Problem statement> Rewrite the rows below from the line containing "Report the location of each instance of the red foot" through the line containing "x=316, y=680", both included, keeping every line. Multiply each x and y coordinate of the answer points by 1.55, rounding to whole numbers with halves up, and leave the format sample coordinates unchanged.

══════════

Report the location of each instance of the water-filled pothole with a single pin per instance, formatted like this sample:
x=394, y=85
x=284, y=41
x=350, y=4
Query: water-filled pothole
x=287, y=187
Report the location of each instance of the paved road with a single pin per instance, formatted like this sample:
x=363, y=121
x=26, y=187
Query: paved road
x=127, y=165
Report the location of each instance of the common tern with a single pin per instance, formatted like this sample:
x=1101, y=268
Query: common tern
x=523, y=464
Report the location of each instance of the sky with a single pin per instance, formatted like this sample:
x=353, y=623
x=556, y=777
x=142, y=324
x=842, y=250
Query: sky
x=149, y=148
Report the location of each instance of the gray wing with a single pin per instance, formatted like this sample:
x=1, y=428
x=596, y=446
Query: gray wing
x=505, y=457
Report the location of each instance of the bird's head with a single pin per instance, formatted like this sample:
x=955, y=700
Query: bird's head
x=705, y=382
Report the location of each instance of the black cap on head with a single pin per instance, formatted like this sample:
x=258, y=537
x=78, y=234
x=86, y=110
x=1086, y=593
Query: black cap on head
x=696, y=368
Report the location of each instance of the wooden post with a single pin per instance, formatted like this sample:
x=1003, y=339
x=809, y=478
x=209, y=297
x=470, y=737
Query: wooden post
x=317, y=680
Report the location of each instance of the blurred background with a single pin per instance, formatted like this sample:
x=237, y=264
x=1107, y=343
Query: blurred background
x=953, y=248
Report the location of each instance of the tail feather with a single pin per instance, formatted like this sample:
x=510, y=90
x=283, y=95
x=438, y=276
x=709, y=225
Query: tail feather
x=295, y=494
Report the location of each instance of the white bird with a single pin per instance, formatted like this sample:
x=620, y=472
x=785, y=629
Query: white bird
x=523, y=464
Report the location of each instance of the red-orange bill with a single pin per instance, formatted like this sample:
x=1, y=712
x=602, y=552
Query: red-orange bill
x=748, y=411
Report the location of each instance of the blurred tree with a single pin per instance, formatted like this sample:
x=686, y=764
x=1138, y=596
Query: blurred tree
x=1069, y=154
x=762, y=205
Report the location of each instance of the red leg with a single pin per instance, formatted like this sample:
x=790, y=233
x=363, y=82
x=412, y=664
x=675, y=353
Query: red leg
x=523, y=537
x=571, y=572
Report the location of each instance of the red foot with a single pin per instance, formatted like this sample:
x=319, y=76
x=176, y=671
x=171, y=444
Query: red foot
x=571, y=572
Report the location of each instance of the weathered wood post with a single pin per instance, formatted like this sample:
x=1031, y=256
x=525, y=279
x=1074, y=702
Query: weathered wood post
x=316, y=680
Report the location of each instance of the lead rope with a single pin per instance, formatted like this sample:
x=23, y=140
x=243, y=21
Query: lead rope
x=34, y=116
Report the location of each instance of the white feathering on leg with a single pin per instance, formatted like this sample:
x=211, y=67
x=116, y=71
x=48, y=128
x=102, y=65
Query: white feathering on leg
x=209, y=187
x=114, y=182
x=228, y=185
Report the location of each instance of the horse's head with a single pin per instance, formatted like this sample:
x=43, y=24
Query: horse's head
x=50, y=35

══════════

Answer>
Report the location of each instance of the red foot with a single pin per instance, formatted like this sample:
x=319, y=76
x=176, y=671
x=171, y=444
Query: red foot
x=885, y=887
Report the location of each instance of the weathered wood post with a single pin per instance, formatted like this sample:
x=1031, y=256
x=525, y=279
x=1074, y=702
Query: weathered wood post
x=490, y=1054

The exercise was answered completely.